### Direction 1
Translate this sentence from the post about the 'Hindu' stamp into Spanish: "I wonder why the Royal Mail never gave the artist's name."

### Article
---*---
'Hindu' stamp

jkirk jkirk at SPRO.NET
Sat Mar 11 16:17:16 UTC 2006

If this painting is in a Mumbai gallery, does it not suggest that it was 
painted in India by an Indian artist? My guess (it's only that)  is that it 
was painted by a Christian artist,
perhaps wanting to indicate conversion, or just wanting to show the holy 
family as Indians.  I wonder why the Royal Mail never gave the artist's 
name. Knowing the name would allow for a more persuasive "reading" of this 
picture. Presumably it was signed, but then perhaps it was not.

The tilak on the man's forehead could be a slim version of a Vaisnava mark 
in that it's vertical, but very attenuated and not typical. (Strikes me as 
an artist's fancy.) (It's certainly not a full fledged Vaisnava tilak mark). 
The general style of the picture strikes me as 10th-early 20th c, along the 
lines of Chughtai or the Bengal School.
---*---
[Rows of labeled points]
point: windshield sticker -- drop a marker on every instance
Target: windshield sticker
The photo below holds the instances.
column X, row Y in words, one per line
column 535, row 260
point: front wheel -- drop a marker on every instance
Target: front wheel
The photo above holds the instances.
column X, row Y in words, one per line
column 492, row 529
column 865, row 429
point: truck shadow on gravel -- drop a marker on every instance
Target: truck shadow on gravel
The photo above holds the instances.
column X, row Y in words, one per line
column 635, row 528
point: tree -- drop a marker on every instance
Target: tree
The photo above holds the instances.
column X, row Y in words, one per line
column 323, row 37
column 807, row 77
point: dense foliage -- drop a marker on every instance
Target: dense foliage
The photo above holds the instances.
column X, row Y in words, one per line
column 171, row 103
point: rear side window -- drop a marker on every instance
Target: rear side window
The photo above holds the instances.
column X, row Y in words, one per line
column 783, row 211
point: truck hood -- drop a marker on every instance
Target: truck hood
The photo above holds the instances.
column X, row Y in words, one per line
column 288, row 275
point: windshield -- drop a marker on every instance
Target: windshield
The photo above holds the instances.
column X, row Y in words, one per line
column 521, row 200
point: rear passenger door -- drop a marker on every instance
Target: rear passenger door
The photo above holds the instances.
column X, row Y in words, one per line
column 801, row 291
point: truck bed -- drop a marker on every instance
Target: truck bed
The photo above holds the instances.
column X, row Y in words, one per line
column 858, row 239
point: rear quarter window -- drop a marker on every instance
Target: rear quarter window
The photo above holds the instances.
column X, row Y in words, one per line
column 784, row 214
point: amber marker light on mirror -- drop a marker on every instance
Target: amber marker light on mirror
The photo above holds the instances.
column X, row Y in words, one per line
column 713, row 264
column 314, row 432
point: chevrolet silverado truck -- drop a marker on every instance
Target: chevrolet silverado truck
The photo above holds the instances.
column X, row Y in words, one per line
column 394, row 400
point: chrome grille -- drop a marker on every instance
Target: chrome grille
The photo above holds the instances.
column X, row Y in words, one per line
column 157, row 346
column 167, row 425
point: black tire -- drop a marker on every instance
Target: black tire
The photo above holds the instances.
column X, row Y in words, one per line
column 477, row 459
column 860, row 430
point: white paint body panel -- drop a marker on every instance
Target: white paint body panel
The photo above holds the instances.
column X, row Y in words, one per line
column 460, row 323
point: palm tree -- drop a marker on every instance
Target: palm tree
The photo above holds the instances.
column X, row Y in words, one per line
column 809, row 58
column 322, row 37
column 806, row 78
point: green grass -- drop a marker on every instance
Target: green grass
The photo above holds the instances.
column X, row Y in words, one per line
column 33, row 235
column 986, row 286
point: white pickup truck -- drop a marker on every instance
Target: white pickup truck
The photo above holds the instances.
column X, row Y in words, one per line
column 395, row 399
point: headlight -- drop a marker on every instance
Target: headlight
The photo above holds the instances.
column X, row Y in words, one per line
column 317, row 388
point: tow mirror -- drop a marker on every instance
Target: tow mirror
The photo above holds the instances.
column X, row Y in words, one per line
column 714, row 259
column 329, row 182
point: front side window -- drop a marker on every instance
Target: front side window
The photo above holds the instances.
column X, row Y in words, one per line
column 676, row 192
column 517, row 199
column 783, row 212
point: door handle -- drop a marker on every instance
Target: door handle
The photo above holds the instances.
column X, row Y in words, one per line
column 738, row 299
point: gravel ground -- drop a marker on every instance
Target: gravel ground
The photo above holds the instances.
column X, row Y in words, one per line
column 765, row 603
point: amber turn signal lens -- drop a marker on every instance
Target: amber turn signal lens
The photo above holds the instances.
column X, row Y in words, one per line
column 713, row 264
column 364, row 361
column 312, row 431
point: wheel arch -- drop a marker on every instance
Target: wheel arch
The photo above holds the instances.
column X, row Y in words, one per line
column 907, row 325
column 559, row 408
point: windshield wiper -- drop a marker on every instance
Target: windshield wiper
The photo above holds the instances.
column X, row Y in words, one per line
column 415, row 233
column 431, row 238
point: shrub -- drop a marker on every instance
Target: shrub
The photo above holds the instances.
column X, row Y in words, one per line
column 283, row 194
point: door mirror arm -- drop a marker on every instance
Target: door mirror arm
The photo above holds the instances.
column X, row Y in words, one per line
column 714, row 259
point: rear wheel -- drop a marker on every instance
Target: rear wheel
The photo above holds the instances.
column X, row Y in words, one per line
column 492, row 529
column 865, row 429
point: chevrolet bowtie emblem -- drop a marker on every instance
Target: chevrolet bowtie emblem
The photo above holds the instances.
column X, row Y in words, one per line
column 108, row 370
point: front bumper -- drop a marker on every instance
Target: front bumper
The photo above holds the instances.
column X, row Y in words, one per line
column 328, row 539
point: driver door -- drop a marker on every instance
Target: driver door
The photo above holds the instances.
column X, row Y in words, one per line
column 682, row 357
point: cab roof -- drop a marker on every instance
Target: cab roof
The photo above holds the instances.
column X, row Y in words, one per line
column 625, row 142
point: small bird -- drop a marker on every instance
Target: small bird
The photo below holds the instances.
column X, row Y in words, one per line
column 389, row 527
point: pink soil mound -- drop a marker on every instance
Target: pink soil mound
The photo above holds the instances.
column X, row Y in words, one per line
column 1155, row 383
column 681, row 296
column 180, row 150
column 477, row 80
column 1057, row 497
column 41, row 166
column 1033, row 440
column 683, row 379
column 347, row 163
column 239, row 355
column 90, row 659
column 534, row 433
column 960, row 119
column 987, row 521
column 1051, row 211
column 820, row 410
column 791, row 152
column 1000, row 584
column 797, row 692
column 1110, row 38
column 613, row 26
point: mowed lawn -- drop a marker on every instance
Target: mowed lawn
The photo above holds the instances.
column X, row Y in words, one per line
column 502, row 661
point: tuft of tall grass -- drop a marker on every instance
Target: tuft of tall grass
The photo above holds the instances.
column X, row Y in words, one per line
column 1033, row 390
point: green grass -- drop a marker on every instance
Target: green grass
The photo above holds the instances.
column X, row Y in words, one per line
---*---
### Direction 2
From the rows, copy out the lines starting with the one that contains "point: rear passenger" and going on through the one that contains "column 167, row 425".

### Full solution 1
Me pregunto por qué Royal Mail nunca dio el nombre del artista.

### Full solution 2
point: rear passenger door -- drop a marker on every instance
Target: rear passenger door
The photo above holds the instances.
column X, row Y in words, one per line
column 801, row 291
point: truck bed -- drop a marker on every instance
Target: truck bed
The photo above holds the instances.
column X, row Y in words, one per line
column 858, row 239
point: rear quarter window -- drop a marker on every instance
Target: rear quarter window
The photo above holds the instances.
column X, row Y in words, one per line
column 784, row 214
point: amber marker light on mirror -- drop a marker on every instance
Target: amber marker light on mirror
The photo above holds the instances.
column X, row Y in words, one per line
column 713, row 264
column 314, row 432
point: chevrolet silverado truck -- drop a marker on every instance
Target: chevrolet silverado truck
The photo above holds the instances.
column X, row Y in words, one per line
column 394, row 400
point: chrome grille -- drop a marker on every instance
Target: chrome grille
The photo above holds the instances.
column X, row Y in words, one per line
column 157, row 346
column 167, row 425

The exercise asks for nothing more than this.